(Information begins)

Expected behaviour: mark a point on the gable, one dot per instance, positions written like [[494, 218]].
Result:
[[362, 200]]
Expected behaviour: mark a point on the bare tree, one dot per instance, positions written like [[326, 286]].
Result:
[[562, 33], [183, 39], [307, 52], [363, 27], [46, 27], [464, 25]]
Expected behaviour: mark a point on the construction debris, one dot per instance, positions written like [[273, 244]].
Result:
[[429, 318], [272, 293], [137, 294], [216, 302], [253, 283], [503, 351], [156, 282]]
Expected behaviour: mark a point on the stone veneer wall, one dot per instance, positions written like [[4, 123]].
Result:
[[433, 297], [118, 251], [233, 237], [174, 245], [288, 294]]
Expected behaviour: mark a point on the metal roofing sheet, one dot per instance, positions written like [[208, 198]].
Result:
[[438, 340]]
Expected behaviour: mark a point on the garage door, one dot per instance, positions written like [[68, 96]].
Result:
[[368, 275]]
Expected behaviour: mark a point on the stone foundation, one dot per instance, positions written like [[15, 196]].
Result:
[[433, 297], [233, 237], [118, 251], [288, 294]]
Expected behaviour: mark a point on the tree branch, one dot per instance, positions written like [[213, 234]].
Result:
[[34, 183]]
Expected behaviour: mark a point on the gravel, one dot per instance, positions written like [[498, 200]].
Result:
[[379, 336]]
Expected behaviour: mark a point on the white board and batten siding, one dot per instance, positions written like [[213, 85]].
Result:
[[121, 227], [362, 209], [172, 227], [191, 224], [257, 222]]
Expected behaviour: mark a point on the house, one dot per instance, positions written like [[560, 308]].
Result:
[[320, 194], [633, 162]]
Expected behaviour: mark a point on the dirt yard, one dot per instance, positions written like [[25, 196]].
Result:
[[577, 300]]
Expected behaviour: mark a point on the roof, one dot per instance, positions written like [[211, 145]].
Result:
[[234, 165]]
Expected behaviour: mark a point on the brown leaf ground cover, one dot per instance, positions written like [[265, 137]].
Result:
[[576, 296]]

(Information ends)

Directions: What this exercise asks for is the data above, retyped exactly.

Finished task:
Expected behaviour: mark a point on the gable, one dot per instance, positions written like [[494, 218]].
Result:
[[362, 200]]
Expected behaviour: mark a point on the bare tree, one dot per instance, positions written like [[326, 286]].
Result:
[[562, 33], [183, 39], [307, 52], [363, 27], [46, 27], [464, 25]]
Expected behaviour: mark a point on the construction debris, one dot per instance, positions written like [[273, 244]].
Result:
[[429, 318], [272, 293], [137, 294], [216, 302], [253, 283], [503, 351], [156, 282]]
Expected behaviour: mark a point on the stone veneer wall, one dot per instance, positions written like [[4, 123]].
Result:
[[433, 297], [118, 251], [233, 237], [174, 245], [288, 294]]
Expected behaviour: mark a point on the metal roofing sheet, one dot per instance, positions written like [[208, 198]].
Result:
[[438, 340]]
Expected behaviour: mark a point on the garage door, one dot per instance, positions written like [[68, 96]].
Result:
[[368, 275]]
Expected behaviour: mark a point on the stone foundation, one dot per instance, positions written like [[15, 196]].
Result:
[[433, 297], [233, 237], [118, 251], [288, 294]]
Expected behaviour: mark a point on the tree branch, one dot per instance, positions written like [[213, 234]].
Result:
[[34, 183]]
Expected behaviour: mark a point on the gravel, one dot per instance, positions written like [[498, 200]].
Result:
[[379, 336]]
Expected behaviour: mark a point on the white board and batten siding, one dot per instance, positions written like [[213, 85]].
Result:
[[121, 227], [362, 209], [172, 227], [191, 224], [257, 222]]
Expected behaviour: mark a point on the house, one dot per instance, positions written like [[560, 308]].
Result:
[[320, 194], [633, 162]]
Expected behaviour: mark a point on the dirt yard, one dot per instance, positions written like [[25, 196]].
Result:
[[577, 300]]
Expected behaviour: mark a point on the roof, one dot per instance, positions written like [[211, 145]].
Result:
[[234, 165]]
Expected behaviour: mark a point on the brown leaf ground cover, one dot per instance, positions written like [[265, 137]].
Result:
[[576, 296]]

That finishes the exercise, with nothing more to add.